- [WRITTEN INSTRUCTION]:
Please rewrite the listing from the line holding "target: branch" through the end of the listing, inclusive, and lower every bounding-box coordinate by 39. Keep all other lines unchanged.

[Region labeling records]
········
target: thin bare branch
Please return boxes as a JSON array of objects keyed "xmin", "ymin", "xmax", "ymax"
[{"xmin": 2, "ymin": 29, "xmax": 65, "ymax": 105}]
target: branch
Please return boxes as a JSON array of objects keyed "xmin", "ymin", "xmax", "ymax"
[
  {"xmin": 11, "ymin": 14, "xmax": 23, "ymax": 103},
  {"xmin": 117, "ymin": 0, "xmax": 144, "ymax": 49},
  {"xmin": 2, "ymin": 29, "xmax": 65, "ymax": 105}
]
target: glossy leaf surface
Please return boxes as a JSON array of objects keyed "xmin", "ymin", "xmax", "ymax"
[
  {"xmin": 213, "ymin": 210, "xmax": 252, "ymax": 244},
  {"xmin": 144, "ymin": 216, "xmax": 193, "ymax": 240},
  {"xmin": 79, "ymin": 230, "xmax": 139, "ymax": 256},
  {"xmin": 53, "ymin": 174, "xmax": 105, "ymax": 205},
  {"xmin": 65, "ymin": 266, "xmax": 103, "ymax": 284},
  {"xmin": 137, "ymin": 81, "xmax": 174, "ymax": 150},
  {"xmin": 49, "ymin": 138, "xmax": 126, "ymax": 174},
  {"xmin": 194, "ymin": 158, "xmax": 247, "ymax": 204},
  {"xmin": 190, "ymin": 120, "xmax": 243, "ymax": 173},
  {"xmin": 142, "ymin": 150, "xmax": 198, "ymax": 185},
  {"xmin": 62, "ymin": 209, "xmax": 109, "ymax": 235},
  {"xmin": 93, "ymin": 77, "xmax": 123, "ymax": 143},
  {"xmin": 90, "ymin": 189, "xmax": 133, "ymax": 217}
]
········
- [ANSWER TO THE TASK]:
target: branch
Please return boxes as a JSON array of objects keyed "xmin", "ymin", "xmax", "ymax"
[
  {"xmin": -28, "ymin": -25, "xmax": -16, "ymax": 64},
  {"xmin": 78, "ymin": -39, "xmax": 105, "ymax": 10},
  {"xmin": -37, "ymin": -10, "xmax": 26, "ymax": 66}
]
target: glossy leaf surface
Please return boxes as a JSON array of objects keyed "xmin", "ymin", "xmax", "ymax"
[
  {"xmin": 174, "ymin": 171, "xmax": 213, "ymax": 205},
  {"xmin": 105, "ymin": 177, "xmax": 154, "ymax": 201},
  {"xmin": 40, "ymin": 191, "xmax": 100, "ymax": 217},
  {"xmin": 14, "ymin": 135, "xmax": 66, "ymax": 166},
  {"xmin": 26, "ymin": 227, "xmax": 64, "ymax": 245},
  {"xmin": 98, "ymin": 42, "xmax": 135, "ymax": 111},
  {"xmin": 10, "ymin": 99, "xmax": 87, "ymax": 135},
  {"xmin": 155, "ymin": 119, "xmax": 208, "ymax": 165},
  {"xmin": 151, "ymin": 81, "xmax": 204, "ymax": 134},
  {"xmin": 103, "ymin": 111, "xmax": 159, "ymax": 146},
  {"xmin": 23, "ymin": 170, "xmax": 70, "ymax": 196},
  {"xmin": 54, "ymin": 38, "xmax": 84, "ymax": 104},
  {"xmin": 51, "ymin": 150, "xmax": 94, "ymax": 178}
]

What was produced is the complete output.